PROVIDED PASSAGE:
One of the coaches likens these eager ballplayers to a harvest: “When it grows, you sell it.” This baseball-island connection goes back decades: Four outstanding Dominican players in the 1962 San Francisco Giants were signed for a total of $5,000, a pittance compared to what their American teammates were getting. Once again, it all comes down to race, class and power.
The jury gave a special mention to América, Sonia Fritz’s drama about a young woman (the compelling Lymari Nadal in the title role) who flees her abusive lover in Vieques (the small island east of Puerto Rico that was a U.S. Navy bombing test site) for a new life with family in New York City and as a nanny for a constantly bickering upper-class couple. Her exile is even more painful because she’s left behind a 14-year-old daughter who’s run off with a boyfriend. The scenes with América’s Bronx family (including “Ugly Betty” dad Tony Plana) are especially winning and warm, and Nadal effortlessly earns our sympathy for her struggle. The melodramatic climax, after América’s volatile ex-lover tracks her down, seems to belong in another, more genre-oriented film, but to be fair, that sequence was hampered by digital projection glitches at the screening.
In a Q&A after the screening, the engaging Fritz revealed that her film was shot in 18 days, a remarkable feat for a picture this stylishly directed. América played in eight theatres in Puerto Rico for two months, and surely has enough wide audience potential for a U.S. theatrical release, especially with our growing Latino population.
A standout attraction of the Aruba Fest is its intimate Q&As with visiting celebrities. Virginia Madsen, who co-stars with Morgan Freeman in the sweet opening-night film The Magic of Belle Isle, was refreshingly candid in her conversation with “Extra” correspondent Ben Lyons. The Sideways Oscar nominee laughed about her image as a voluptuous ’80s starlet (“The ‘girls’ walked in before me” at auditions) and advised that the attitudes towards actresses “of a certain age” are always “someone else’s perception.” She also confided a harrowing story about a low point in her career when her house was about to be foreclosed on and she considered taking a role in which she would be required to jump into a swimming pool filled with rats. Seeing that as a metaphor for her career, she turned it down, and within two weeks fate offered her a lucrative TV movie opposite Tom Selleck.
Madsen, still quite beautiful, confessed to gushing over Morgan Freeman at their first meeting at his American Film Institute tribute. The two stars have a lovely rapport in Rob Reiner’s movie, a chemistry that sparked, Madsen said, from their mutual love of Frank Sinatra songs.
Oscar-winning editor Pietro Scalia’s session was more of a tutorial on his approach to film editing. He called editing “the third stage of rewriting the film,” noting that “nothing is a given” at that stage. He showed the opening scene of Gladiator and shared how the first symbolic shot of a hand gliding through a wheat field came to him during the editing process. Scalia followed with the virtuosic opening sequence of JFK (which got a big round of applause) and a helicopter raid scene from Black Hawk Down inspired by alien-invasion thrillers.
Scalia is the editor of two big summer 3D movies, Prometheus and The Amazing Spider-Man, and he offered some extremely sensible advice on editing (and directing) for 3D. You need to be conscious of how long it takes the eye to settle, he declared, and “the proper geometry of space is something you can’t cheat.” For fast-cut action scenes, he recommends adjusting the convergence so that the images are shallower, closer to 2D. Scalia’s handiwork is there for all to see in the impactful visuals of Prometheus now on worldwide screens.
The Aruba International Film Festival is also a music festival, it turns out, and the first two nights featured 100-minute outdoor concerts from Latin music superstars Juanes and Marc Anthony. As the thousands of spectators sang along to nearly every song, this New Yorker realized there really is a whole other world of pop culture out there. When I get back, I’m ordering my first Juanes CD.

GIVEN RECORDS:
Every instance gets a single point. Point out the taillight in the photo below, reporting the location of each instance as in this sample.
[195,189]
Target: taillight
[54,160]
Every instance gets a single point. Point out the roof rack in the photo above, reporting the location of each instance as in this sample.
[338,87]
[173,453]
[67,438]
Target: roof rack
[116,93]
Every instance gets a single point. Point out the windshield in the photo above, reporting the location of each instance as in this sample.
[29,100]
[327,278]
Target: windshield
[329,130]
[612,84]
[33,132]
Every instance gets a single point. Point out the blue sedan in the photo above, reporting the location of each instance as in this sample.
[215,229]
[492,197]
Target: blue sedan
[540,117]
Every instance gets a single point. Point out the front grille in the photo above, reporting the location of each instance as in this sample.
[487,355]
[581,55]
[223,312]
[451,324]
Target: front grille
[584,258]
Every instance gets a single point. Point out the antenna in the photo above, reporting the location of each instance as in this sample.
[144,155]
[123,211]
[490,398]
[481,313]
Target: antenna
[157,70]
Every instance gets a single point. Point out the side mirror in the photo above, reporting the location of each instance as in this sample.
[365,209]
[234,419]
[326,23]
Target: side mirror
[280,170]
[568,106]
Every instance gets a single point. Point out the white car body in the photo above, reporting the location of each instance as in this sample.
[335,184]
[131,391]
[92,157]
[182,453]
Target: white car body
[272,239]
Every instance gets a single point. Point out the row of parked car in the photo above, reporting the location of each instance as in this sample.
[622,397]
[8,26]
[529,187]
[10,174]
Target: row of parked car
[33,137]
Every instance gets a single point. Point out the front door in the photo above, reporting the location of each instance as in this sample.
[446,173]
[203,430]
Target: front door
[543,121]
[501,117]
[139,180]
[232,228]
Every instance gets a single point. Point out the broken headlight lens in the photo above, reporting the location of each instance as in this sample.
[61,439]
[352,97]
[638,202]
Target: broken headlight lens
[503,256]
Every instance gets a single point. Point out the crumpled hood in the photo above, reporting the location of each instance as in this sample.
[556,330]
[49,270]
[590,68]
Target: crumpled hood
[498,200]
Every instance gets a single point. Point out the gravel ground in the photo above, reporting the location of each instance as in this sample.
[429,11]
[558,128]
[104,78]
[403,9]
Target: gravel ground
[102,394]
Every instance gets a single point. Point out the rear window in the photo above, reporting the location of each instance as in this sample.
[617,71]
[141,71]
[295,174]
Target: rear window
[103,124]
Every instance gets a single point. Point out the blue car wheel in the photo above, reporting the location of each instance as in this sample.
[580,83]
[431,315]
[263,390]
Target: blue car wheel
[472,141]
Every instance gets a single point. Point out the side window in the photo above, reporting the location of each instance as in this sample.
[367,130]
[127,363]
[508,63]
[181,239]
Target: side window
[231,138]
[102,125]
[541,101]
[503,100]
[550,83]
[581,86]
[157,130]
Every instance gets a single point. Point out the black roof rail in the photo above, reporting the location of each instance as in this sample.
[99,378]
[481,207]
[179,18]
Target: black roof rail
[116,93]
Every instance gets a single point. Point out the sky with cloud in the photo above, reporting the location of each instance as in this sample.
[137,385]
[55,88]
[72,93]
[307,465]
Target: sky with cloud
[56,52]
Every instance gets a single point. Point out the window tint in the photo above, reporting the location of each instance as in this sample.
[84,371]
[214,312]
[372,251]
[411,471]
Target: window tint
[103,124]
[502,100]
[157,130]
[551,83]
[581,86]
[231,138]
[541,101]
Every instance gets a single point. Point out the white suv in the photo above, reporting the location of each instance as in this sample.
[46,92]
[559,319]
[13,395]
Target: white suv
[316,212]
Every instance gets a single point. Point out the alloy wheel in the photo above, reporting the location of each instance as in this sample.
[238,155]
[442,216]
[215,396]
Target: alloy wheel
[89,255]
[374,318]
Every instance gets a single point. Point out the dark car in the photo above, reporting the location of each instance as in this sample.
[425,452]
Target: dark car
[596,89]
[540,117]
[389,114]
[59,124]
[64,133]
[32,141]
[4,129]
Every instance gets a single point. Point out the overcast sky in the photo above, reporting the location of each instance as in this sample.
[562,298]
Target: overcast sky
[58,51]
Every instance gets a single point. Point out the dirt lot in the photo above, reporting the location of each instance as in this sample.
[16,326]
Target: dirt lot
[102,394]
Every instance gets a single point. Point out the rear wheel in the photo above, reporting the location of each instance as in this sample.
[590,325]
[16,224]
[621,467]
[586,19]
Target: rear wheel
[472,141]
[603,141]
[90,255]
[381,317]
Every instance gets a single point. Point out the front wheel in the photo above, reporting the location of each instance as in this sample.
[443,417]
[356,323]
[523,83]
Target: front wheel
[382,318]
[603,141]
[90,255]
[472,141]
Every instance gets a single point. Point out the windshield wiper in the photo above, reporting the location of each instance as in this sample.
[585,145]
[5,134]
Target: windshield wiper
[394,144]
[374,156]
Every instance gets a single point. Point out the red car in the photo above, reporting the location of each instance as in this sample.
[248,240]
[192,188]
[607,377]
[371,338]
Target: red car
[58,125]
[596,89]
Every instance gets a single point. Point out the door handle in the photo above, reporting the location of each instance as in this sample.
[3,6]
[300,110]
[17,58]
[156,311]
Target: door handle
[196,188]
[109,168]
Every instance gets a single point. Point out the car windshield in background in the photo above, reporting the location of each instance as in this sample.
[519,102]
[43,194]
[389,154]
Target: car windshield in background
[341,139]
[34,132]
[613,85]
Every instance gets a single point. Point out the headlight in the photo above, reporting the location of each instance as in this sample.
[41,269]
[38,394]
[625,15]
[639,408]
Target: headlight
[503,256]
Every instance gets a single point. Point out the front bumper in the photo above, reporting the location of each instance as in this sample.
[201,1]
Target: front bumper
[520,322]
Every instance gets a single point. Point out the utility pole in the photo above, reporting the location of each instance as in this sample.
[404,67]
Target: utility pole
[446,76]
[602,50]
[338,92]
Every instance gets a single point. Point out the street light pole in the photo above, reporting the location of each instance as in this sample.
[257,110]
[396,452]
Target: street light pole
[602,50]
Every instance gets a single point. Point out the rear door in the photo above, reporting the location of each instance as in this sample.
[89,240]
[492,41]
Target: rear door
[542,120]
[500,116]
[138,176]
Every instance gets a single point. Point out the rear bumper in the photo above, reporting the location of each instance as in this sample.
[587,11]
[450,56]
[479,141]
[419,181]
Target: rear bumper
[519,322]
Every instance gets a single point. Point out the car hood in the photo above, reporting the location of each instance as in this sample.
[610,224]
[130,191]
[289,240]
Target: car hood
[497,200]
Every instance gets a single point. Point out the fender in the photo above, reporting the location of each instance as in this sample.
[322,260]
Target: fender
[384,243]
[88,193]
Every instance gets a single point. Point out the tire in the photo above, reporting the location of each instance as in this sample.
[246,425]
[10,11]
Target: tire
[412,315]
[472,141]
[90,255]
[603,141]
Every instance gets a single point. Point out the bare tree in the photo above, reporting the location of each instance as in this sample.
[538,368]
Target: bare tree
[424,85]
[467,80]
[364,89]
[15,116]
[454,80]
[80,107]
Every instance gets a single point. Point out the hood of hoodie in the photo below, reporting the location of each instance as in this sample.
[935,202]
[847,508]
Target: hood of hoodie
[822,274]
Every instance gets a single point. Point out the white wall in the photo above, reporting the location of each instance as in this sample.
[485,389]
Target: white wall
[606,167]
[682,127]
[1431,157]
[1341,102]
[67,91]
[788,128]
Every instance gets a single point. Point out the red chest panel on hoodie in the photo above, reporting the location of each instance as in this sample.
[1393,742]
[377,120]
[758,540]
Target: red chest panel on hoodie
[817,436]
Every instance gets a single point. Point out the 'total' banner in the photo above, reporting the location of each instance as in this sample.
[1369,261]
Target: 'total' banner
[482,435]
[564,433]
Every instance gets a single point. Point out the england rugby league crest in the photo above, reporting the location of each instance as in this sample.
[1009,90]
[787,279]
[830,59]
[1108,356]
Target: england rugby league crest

YOUR TASK:
Can you write down, word for word, the stretch of the festival report from "The Aruba International" through "first Juanes CD."? Rely on the festival report alone for this.

TASK RESULT:
The Aruba International Film Festival is also a music festival, it turns out, and the first two nights featured 100-minute outdoor concerts from Latin music superstars Juanes and Marc Anthony. As the thousands of spectators sang along to nearly every song, this New Yorker realized there really is a whole other world of pop culture out there. When I get back, I’m ordering my first Juanes CD.